6666
jours sur le web
et
toujours ce même
étonnement
par Erik Van Rompay
http://vanrompay.online.fr
10 septembre
2009… c’est
fait ! Je viens de passer la barre des 6666 jours
sur le net et il est temps de partager quelques souvenirs ainsi
quelques réflexions.
Je me suis connecté pour la
première fois dans
la soirée du 10 juin 1991. J’avais
besoin, en tant que responsable du bureau d’études
d’Euro Disney, d’échanger rapidement
des plans informatiques avec les experts de Walt Disney en Californie.
L’envoi
par courrier style Fedex était impossible et je devais
mettre en
place une nouvelle
méthode de travail. En utilisant bien le décalage
horaire
entre les deux
bureaux d’études, je pouvais travailler 2 fois 10
heures
par jour sur un même
dossier sous condition de disposer d’un outil très
innovant.
L’installation était
simple avec un PC (un 286),
un petit
modem et une
prise téléphonique. Une simple interface sous
MS/DOS me
permettait d’envoyer un petit
texte
à une seule
personne
(impossible d’envoyer à plusieurs personnes, ni
d’utiliser des caractères
français) et je pouvais même attacher un fichier
Word ou
Excel tant que son
poids ne dépassait pas les 30ko (donc quasi rien). Mais
c’était suffisant pour
passer des consignes entre les deux bureaux. A coté du mail,
je
pouvais transférer
mes fichiers (des plans informatiques) par FTP en tapant des lignes de
commandes sous MS/DOS. Il fallait être ingénieur
pour bien
maîtriser cette
usine à gaz et il n'était pas rare de
lancer 5 fois
la numérotation pour décrocher la
connexion.
Naturellement,
nous n’avons jamais fait
confiance à cet
outil et à chaque
envoi, nous avons appelé l’autre coté
(donc la
Californie pour moi) pour leur
informer d’un envoi de mail… et surtout au
début,
nous avons également faxé le
tout pour être sur que nous travaillons avec les
mêmes
informations.
Recevoir 2 messages par jour était un grand
maximum… et
si c’était le cas, nous
étions heureux comme le système avait bien
fonctionné la nuit.

====

§ CONSIGNE 1
Selon le texte source, à quelle date a eu lieu la toute première connexion au réseau ?
§ CONSIGNE 2
Reproduisez fidèlement le passage du texte source qui va de « Je me suis connecté » jusqu'à « Disney en Californie. » inclus.

Entrées de données enregistrées:

====

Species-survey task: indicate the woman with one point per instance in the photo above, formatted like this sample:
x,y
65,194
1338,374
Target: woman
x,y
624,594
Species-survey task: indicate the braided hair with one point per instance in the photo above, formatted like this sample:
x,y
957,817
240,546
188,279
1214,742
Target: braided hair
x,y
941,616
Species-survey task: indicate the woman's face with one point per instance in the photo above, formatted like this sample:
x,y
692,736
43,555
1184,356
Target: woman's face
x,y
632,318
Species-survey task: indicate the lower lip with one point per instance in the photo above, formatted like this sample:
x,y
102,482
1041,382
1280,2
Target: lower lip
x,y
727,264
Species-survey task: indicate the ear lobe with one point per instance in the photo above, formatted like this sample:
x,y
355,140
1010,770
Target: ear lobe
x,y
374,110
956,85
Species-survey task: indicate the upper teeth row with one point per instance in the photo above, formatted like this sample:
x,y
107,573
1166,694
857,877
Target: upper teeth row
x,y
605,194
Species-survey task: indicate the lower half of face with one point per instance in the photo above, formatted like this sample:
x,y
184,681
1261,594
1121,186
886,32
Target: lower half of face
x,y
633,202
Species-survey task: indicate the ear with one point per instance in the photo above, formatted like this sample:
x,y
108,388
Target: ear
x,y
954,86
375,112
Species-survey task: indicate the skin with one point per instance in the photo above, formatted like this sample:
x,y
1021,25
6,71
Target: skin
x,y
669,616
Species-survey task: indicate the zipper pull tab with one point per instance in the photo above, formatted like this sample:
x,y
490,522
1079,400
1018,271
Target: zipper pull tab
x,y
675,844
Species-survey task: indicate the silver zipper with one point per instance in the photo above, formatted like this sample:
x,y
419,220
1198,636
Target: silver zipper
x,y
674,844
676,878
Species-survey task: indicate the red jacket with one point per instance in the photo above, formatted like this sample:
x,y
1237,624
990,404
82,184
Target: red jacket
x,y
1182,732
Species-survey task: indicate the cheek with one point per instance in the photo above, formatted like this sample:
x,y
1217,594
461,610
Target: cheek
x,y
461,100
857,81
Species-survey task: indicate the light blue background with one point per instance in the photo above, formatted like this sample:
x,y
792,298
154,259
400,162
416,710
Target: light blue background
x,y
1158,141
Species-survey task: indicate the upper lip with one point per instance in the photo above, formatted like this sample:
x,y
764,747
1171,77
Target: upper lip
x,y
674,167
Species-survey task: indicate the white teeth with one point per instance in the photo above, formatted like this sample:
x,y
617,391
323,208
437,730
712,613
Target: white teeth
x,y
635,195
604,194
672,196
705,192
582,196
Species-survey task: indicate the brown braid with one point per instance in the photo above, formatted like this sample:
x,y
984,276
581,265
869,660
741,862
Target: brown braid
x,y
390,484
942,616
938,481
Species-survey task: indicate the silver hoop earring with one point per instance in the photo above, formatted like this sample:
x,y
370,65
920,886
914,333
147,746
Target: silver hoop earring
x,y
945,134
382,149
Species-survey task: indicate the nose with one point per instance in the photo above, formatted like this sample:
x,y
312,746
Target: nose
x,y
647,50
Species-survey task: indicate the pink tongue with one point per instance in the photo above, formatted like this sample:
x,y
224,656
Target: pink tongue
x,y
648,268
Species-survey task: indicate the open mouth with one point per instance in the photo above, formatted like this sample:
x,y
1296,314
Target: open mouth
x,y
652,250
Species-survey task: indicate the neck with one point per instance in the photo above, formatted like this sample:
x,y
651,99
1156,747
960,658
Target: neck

====

§ CORRIGÉ 1
Dans la soirée du 10 juin 1991.

§ CORRIGÉ 2
Je me suis connecté pour la
première fois dans
la soirée du 10 juin 1991. J’avais
besoin, en tant que responsable du bureau d’études
d’Euro Disney, d’échanger rapidement
des plans informatiques avec les experts de Walt Disney en Californie.